> [Records shown]:
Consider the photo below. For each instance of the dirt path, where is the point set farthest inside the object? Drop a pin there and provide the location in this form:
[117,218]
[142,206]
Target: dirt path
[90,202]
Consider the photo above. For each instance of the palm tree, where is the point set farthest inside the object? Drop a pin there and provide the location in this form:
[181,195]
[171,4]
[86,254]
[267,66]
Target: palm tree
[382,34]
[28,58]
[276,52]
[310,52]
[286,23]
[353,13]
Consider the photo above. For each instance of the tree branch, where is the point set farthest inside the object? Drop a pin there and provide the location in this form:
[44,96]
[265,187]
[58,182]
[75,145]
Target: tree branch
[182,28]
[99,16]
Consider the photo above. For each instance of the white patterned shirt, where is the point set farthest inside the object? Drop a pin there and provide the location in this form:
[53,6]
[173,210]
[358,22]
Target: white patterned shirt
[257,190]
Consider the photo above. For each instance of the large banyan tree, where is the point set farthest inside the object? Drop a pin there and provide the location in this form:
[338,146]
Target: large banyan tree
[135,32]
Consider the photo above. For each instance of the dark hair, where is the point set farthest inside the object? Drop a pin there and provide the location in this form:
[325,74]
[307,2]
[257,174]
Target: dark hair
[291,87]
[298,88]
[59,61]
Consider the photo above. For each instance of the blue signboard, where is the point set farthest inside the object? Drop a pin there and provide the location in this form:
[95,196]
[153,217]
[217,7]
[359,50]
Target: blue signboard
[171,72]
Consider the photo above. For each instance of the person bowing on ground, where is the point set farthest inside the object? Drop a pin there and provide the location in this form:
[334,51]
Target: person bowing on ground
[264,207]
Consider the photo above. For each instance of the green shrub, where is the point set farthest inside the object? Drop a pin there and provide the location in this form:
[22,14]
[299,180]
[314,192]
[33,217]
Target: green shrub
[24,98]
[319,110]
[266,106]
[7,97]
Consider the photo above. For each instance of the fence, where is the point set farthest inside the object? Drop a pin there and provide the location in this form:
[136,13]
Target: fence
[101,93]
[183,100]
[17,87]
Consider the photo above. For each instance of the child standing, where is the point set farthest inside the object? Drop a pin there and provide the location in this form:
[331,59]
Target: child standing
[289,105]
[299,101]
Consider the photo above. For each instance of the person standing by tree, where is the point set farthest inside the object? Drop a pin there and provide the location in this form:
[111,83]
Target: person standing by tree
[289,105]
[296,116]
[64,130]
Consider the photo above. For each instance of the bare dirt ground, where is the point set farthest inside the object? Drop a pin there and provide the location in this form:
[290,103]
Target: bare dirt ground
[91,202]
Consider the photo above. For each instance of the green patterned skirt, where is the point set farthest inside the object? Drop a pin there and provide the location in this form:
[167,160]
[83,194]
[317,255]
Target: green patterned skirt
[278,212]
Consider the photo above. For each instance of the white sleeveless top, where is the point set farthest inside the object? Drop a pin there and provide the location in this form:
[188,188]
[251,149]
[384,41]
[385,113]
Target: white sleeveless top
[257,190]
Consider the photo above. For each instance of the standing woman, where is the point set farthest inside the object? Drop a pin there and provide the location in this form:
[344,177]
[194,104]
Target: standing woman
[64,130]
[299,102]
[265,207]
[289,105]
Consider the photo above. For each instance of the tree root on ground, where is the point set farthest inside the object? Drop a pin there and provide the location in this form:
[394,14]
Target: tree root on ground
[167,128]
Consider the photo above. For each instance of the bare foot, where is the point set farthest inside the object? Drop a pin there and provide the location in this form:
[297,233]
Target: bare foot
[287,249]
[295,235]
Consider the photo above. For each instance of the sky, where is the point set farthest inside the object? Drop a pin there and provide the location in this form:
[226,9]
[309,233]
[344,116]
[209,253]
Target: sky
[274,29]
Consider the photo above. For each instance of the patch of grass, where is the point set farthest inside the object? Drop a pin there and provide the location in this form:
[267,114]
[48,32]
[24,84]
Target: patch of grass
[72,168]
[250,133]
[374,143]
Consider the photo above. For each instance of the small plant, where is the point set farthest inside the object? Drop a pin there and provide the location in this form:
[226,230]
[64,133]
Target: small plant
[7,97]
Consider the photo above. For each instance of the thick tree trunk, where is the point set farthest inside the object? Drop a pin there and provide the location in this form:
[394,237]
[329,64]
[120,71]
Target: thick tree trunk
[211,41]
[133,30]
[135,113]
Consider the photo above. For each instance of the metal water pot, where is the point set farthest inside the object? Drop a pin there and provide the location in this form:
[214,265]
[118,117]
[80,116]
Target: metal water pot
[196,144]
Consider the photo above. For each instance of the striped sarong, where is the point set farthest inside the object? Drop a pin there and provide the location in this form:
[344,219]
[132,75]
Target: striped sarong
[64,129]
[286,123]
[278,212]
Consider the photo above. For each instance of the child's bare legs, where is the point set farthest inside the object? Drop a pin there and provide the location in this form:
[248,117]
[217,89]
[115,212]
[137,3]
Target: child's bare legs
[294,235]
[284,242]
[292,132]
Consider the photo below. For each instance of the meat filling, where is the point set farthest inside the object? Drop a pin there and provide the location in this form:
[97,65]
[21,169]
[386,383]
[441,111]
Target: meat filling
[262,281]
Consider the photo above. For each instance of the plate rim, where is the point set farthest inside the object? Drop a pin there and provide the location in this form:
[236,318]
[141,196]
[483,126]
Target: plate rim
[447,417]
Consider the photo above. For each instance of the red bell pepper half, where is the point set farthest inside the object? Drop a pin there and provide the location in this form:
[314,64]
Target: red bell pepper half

> [Brief]: Would you output every record above exactly as it stands?

> [Reply to the task]:
Consider the photo below. For each instance of the dirt path, where is the point set farthest inside the object? Drop a pin there and provide the location in this form:
[117,218]
[142,206]
Target: dirt path
[90,202]
Consider the photo above. For each instance of the palm tree, where is the point set farthest inside the object? Drop a pin there and provide the location in this form:
[181,195]
[171,4]
[86,254]
[267,66]
Target: palm tree
[382,34]
[28,58]
[276,52]
[310,52]
[286,23]
[353,13]
Consider the photo above. For each instance of the tree branch, where is the point set farthest inside the object? Drop a pin there and provide the location in this form:
[44,96]
[265,187]
[58,182]
[75,145]
Target: tree branch
[182,28]
[99,16]
Consider the photo above. For each instance of the white patterned shirt, where is the point set farthest inside the object? Drop a pin there and provide the location in this form:
[53,6]
[173,210]
[358,22]
Target: white patterned shirt
[257,190]
Consider the photo above. For each instance of the large banyan tree, where is the point set farthest inside the object? Drop a pin there and provide the location in this form:
[338,146]
Target: large banyan tree
[135,32]
Consider the photo above. For each instance of the dark hair, where is the point set farthest inside the object? Drop a pin there and provide the location in this form:
[325,74]
[307,2]
[257,174]
Target: dark hair
[291,87]
[298,88]
[59,61]
Consider the photo above. For each instance of the blue signboard, where is the point set farthest inside the object? Drop a pin there and provide the location in this form:
[95,196]
[153,217]
[217,7]
[359,50]
Target: blue signboard
[171,72]
Consider the photo above. For each instance of the person bowing on ground, where is the point set farthest inside the object? Drop a pin there and provide the location in this form:
[334,51]
Target: person bowing on ground
[264,207]
Consider the photo above. For each instance of the green shrub, where is the point set farthest inside the object? Drop a pin there and provide the location in this form:
[22,14]
[299,180]
[314,192]
[33,217]
Target: green shrub
[24,98]
[319,110]
[266,106]
[7,97]
Consider the photo above. For each instance of the fence, where is the point set farthest inside the object? Drop a pin there and provide the location in this form:
[136,13]
Target: fence
[101,93]
[183,100]
[17,87]
Consider the photo above. For each instance of the child standing, where is the point set farthest inside the object? Drop a pin there and provide the location in this form:
[331,59]
Target: child standing
[289,105]
[299,101]
Consider the photo above. For each instance of the person standing by tree, where is the point set farthest inside the object? Drop a pin there and provide the location in this form:
[111,83]
Target: person standing by tree
[289,105]
[296,116]
[64,130]
Consider the photo above. For each instance of the bare dirt ground, where is the point set farthest inside the object? Drop a pin there and provide the location in this form:
[290,103]
Target: bare dirt ground
[91,202]
Consider the photo above. For each instance of the green patterned skirt, where is the point set farthest inside the object? Drop a pin there and provide the location in this form:
[167,160]
[83,194]
[317,255]
Target: green patterned skirt
[278,212]
Consider the photo above. For each instance of the white sleeveless top, where is the point set farthest inside the object? Drop a pin there and provide the location in this form:
[188,188]
[251,149]
[384,41]
[385,113]
Target: white sleeveless top
[257,190]
Consider the photo above. For each instance of the standing woman, where is the point set farthest inside the object? Drop a pin there and provide the location in this form:
[344,177]
[194,104]
Target: standing woman
[64,130]
[299,102]
[265,207]
[289,105]
Consider the photo above. For each instance of the tree root on ground, where is the point set farthest inside the object? Drop a pin there and provide the location in this form:
[394,14]
Target: tree root on ground
[167,128]
Consider the photo above. For each instance of the bare foot, where is the point set farthest inside the object? Drop a pin there and provide the location in this form:
[297,233]
Target: bare foot
[287,249]
[295,235]
Consider the photo above. For each instance of the sky, where is the point set farthest inside the object? Drop a pin there and provide the location in this form:
[226,9]
[309,233]
[344,116]
[209,253]
Target: sky
[274,29]
Consider the photo above. For each instance of the patch of grass, where is the point set farthest inside the object? Drop a pin there and provide the location in this form:
[267,114]
[48,32]
[24,84]
Target: patch of grass
[72,168]
[250,133]
[374,143]
Consider the photo above. For each instance of the small plant, where is the point set farthest inside the object? Drop a pin there and provide the location in this form:
[226,230]
[64,133]
Target: small plant
[7,97]
Consider the photo above. For each instance of the thick tree trunk, where is the point set farthest inside the object? Drop a pin there and provide the location in this form:
[394,237]
[329,64]
[120,71]
Target: thick tree trunk
[211,41]
[133,30]
[135,113]
Consider the photo above. For each instance of the metal water pot, where is the point set farthest inside the object? Drop a pin there and provide the location in this form:
[214,265]
[118,117]
[80,116]
Target: metal water pot
[196,144]
Consider the photo above. For each instance of the striped sarong, where is the point set farthest inside the object? Drop a pin there and provide the location in this form:
[344,219]
[132,75]
Target: striped sarong
[64,129]
[286,123]
[278,212]
Consider the photo above. For each instance of the child's bare legs, where is the point set farthest inside the object? Drop a pin there and provide the location in this form:
[248,117]
[217,89]
[115,212]
[137,3]
Target: child's bare legs
[294,235]
[284,242]
[292,132]
Consider the photo below. For each instance of the meat filling, where is the point set farthest inside the object? Drop a pin there and provide the location in this form:
[97,65]
[21,169]
[386,383]
[441,111]
Target: meat filling
[262,281]
Consider the photo above. For each instance of the plate rim, where is the point set farthest inside the object? Drop a pin there and provide the location in this form:
[236,318]
[141,196]
[483,126]
Target: plate rim
[447,417]
Consider the photo above. For each instance of the red bell pepper half, where is the point set farthest inside the object? Drop a pin there and provide the location in this form:
[314,64]
Target: red bell pepper half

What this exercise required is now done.